What is needed here is an exact copy of every entry.

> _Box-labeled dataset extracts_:
---

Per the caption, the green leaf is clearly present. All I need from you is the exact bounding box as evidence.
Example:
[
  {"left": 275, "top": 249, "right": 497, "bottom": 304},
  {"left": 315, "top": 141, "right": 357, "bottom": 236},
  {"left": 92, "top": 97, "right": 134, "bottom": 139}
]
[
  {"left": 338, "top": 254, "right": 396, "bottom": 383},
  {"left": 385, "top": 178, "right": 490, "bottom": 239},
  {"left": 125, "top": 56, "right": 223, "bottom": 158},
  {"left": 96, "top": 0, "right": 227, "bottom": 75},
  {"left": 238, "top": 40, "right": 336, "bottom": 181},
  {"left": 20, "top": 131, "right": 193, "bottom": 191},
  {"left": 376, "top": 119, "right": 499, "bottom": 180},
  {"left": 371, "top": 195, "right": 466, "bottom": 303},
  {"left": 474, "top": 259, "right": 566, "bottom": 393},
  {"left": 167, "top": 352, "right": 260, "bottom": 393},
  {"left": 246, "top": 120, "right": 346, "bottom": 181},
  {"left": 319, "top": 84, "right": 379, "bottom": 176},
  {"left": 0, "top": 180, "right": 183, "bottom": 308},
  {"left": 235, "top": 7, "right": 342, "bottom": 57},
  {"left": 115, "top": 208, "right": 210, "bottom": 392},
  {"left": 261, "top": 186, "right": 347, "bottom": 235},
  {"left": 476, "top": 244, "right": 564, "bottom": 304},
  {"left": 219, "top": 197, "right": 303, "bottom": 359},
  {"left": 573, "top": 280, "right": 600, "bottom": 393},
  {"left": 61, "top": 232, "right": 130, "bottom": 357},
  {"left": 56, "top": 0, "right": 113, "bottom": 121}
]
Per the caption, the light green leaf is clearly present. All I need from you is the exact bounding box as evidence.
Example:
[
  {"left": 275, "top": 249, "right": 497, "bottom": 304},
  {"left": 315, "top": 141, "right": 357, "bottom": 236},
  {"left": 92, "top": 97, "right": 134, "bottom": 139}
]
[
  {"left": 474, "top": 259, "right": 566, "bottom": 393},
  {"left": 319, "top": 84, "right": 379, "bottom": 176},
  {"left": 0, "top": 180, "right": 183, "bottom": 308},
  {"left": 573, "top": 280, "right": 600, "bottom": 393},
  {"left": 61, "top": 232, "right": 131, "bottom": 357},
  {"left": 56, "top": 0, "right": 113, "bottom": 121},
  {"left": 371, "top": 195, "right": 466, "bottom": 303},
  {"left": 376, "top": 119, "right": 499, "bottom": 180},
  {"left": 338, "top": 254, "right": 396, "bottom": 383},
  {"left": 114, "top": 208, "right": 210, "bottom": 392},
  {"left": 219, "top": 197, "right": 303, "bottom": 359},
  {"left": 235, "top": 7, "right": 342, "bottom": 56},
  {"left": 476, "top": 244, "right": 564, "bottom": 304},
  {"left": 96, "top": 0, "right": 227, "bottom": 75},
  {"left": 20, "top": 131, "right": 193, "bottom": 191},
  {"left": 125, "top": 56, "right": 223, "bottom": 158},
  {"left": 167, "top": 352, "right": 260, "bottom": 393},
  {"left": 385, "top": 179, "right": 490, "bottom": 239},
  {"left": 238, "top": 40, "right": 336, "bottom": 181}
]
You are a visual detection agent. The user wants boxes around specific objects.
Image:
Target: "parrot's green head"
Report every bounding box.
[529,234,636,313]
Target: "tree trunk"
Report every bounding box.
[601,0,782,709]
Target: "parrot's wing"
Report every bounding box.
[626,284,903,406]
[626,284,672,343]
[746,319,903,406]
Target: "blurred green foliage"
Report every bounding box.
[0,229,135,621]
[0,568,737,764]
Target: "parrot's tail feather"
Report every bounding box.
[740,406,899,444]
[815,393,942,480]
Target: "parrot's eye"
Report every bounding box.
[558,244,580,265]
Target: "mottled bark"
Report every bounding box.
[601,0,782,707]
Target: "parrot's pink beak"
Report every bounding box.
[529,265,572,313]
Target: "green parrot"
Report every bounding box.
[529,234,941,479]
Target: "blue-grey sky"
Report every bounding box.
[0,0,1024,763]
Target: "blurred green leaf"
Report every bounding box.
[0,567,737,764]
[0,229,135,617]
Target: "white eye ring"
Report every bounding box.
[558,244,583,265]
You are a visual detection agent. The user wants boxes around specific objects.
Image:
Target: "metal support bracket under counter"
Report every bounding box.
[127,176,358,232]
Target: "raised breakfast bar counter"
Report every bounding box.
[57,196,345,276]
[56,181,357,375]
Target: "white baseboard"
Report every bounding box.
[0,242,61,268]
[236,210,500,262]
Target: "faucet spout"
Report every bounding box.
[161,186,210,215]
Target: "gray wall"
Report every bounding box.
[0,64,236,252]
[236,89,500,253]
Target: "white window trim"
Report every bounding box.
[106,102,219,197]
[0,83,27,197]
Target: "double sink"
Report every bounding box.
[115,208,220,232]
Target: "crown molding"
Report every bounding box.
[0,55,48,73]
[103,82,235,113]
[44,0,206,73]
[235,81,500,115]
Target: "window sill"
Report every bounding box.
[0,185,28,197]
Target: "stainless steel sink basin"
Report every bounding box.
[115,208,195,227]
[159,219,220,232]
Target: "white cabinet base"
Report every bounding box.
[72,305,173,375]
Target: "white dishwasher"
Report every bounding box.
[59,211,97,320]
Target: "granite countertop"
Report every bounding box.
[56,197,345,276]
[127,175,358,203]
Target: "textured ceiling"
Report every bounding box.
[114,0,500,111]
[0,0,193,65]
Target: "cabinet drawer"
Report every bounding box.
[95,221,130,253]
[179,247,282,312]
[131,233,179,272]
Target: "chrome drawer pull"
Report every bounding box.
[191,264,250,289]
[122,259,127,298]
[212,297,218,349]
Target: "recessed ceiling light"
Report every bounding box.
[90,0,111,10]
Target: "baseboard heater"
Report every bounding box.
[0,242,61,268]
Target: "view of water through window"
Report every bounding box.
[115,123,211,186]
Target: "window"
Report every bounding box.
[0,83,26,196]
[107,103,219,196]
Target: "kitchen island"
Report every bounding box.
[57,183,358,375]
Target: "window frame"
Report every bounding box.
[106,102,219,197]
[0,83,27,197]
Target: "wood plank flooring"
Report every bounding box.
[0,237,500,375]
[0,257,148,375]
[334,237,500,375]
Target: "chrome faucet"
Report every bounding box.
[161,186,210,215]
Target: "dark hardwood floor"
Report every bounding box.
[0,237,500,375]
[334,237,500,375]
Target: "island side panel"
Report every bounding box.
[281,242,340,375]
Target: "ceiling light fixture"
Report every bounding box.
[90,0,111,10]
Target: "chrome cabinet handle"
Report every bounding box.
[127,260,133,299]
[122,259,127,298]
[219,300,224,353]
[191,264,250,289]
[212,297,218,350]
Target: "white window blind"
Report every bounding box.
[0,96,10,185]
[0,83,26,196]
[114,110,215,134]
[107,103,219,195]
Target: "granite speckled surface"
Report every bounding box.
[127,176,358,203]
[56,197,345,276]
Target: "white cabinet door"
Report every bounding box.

---

> _RESPONSE BELOW_:
Per the caption, the green leaf is clearly present. All I need from you is the exact bounding box as evidence.
Example:
[
  {"left": 275, "top": 249, "right": 497, "bottom": 304},
  {"left": 315, "top": 141, "right": 357, "bottom": 236},
  {"left": 92, "top": 97, "right": 134, "bottom": 139}
]
[
  {"left": 338, "top": 254, "right": 396, "bottom": 383},
  {"left": 385, "top": 178, "right": 490, "bottom": 239},
  {"left": 125, "top": 56, "right": 223, "bottom": 158},
  {"left": 96, "top": 0, "right": 227, "bottom": 75},
  {"left": 238, "top": 40, "right": 336, "bottom": 181},
  {"left": 20, "top": 131, "right": 193, "bottom": 191},
  {"left": 376, "top": 119, "right": 499, "bottom": 180},
  {"left": 371, "top": 195, "right": 466, "bottom": 303},
  {"left": 474, "top": 259, "right": 566, "bottom": 393},
  {"left": 167, "top": 352, "right": 260, "bottom": 393},
  {"left": 246, "top": 120, "right": 346, "bottom": 181},
  {"left": 319, "top": 84, "right": 379, "bottom": 176},
  {"left": 0, "top": 180, "right": 183, "bottom": 308},
  {"left": 235, "top": 7, "right": 342, "bottom": 57},
  {"left": 115, "top": 208, "right": 210, "bottom": 392},
  {"left": 261, "top": 186, "right": 347, "bottom": 235},
  {"left": 476, "top": 244, "right": 564, "bottom": 304},
  {"left": 219, "top": 197, "right": 303, "bottom": 359},
  {"left": 573, "top": 280, "right": 600, "bottom": 393},
  {"left": 61, "top": 232, "right": 130, "bottom": 357},
  {"left": 56, "top": 0, "right": 113, "bottom": 121}
]
Per the caption, the light green leaf is clearly present. All I need from you is the exact bounding box as evidence.
Example:
[
  {"left": 275, "top": 249, "right": 497, "bottom": 304},
  {"left": 315, "top": 141, "right": 357, "bottom": 236},
  {"left": 92, "top": 97, "right": 134, "bottom": 139}
]
[
  {"left": 474, "top": 259, "right": 566, "bottom": 393},
  {"left": 319, "top": 84, "right": 379, "bottom": 176},
  {"left": 0, "top": 180, "right": 183, "bottom": 308},
  {"left": 573, "top": 280, "right": 600, "bottom": 393},
  {"left": 61, "top": 232, "right": 131, "bottom": 357},
  {"left": 56, "top": 0, "right": 113, "bottom": 121},
  {"left": 371, "top": 195, "right": 466, "bottom": 303},
  {"left": 376, "top": 119, "right": 499, "bottom": 180},
  {"left": 338, "top": 254, "right": 396, "bottom": 383},
  {"left": 114, "top": 208, "right": 210, "bottom": 392},
  {"left": 219, "top": 197, "right": 303, "bottom": 359},
  {"left": 235, "top": 7, "right": 342, "bottom": 56},
  {"left": 476, "top": 244, "right": 564, "bottom": 304},
  {"left": 96, "top": 0, "right": 227, "bottom": 75},
  {"left": 20, "top": 131, "right": 193, "bottom": 191},
  {"left": 125, "top": 56, "right": 223, "bottom": 158},
  {"left": 167, "top": 352, "right": 260, "bottom": 393},
  {"left": 385, "top": 179, "right": 490, "bottom": 239},
  {"left": 238, "top": 40, "right": 336, "bottom": 181}
]
You are a visual detection agent. The user wants boxes around specific objects.
Image:
Target: "parrot's green head"
Report every bounding box.
[529,234,636,313]
Target: "tree trunk"
Report every bounding box.
[601,0,782,709]
Target: "parrot's wing"
Report every bounding box.
[626,284,903,406]
[626,284,672,343]
[746,319,903,406]
Target: "blurred green foliage"
Report every bounding box.
[0,229,135,621]
[0,568,737,764]
Target: "parrot's tail feather"
Report every bounding box.
[740,406,899,444]
[815,393,942,480]
Target: "parrot's eye"
Report every bounding box.
[558,244,580,265]
Target: "mottled bark"
Report every bounding box.
[601,0,782,707]
Target: "parrot's pink beak"
Report every bounding box.
[529,265,572,313]
Target: "green parrot"
Report every bounding box.
[529,234,941,479]
Target: "blue-grey sky"
Report every bounding box.
[0,0,1024,763]
Target: "blurred green leaf"
Report every bounding box.
[0,567,737,764]
[0,229,135,617]
Target: "white eye ring"
Report every bounding box.
[558,244,583,265]
You are a visual detection agent. The user wants boxes around specific objects.
Image:
Target: "metal support bracket under counter"
Report every bounding box.
[127,176,358,232]
Target: "raised breakfast bar counter"
Report every bounding box.
[57,196,345,276]
[56,181,357,375]
Target: "white baseboard"
Report every bounding box.
[0,242,61,268]
[236,210,500,262]
Target: "faucet spout"
Report every bounding box.
[161,186,210,215]
Target: "gray wall"
Report every bounding box.
[0,64,236,252]
[236,89,500,253]
Target: "white window trim"
Report every bounding box.
[106,102,219,197]
[0,83,27,197]
Target: "double sink"
Report every bounding box.
[115,208,220,232]
Target: "crown molding"
Report every bounding box.
[0,55,48,73]
[103,82,235,113]
[44,0,206,73]
[235,81,500,115]
Target: "window sill"
Report every bounding box.
[0,185,28,197]
Target: "stainless steel sink basin"
Report every bounding box.
[115,208,195,227]
[159,219,220,232]
Target: "white cabinet base"
Report every bounding box.
[72,305,173,375]
Target: "white dishwasher"
Report every bounding box.
[59,211,97,320]
Target: "granite countertop"
Report every bounding box.
[56,197,345,276]
[127,175,358,203]
Target: "textured ceiling"
Report every bounding box.
[114,0,500,111]
[0,0,193,65]
Target: "cabinet drawer"
Report every bounding box.
[95,221,130,253]
[179,247,282,312]
[131,233,179,272]
Target: "chrome drawer pull"
Report every bounding box.
[191,264,250,289]
[122,259,127,298]
[212,297,218,349]
Target: "recessed ceiling light"
Report every bounding box.
[90,0,111,10]
Target: "baseboard heater"
Report every bounding box.
[0,242,61,268]
Target: "view of water through window"
Report every bounding box.
[115,123,211,186]
Target: "window"
Report every bounding box.
[0,83,26,196]
[107,103,219,196]
Target: "kitchen island"
Report every bounding box.
[57,183,358,375]
Target: "window frame"
Report every bounding box.
[106,102,219,197]
[0,83,27,197]
Target: "wood plank flooring"
Report every bounding box.
[0,237,500,375]
[0,257,148,375]
[334,237,500,375]
Target: "chrome faucet"
Report every bounding box.
[161,186,210,215]
Target: "dark hardwood floor"
Report every bounding box.
[0,237,500,375]
[334,237,500,375]
Target: "island side panel"
Report every bounding box.
[281,242,340,375]
Target: "ceiling light fixture"
Report every bounding box.
[90,0,111,10]
Target: "chrome cabinet handle"
Report every bounding box.
[127,260,133,299]
[122,259,127,298]
[219,300,224,353]
[191,264,250,289]
[212,297,218,350]
Target: "white window blind"
Report every bounding box.
[0,96,10,185]
[0,83,26,196]
[114,110,215,134]
[107,103,219,195]
Target: "granite speckled surface"
Report every bounding box.
[127,176,358,203]
[56,197,345,276]
Target: "white cabinet door"
Report every bounding box.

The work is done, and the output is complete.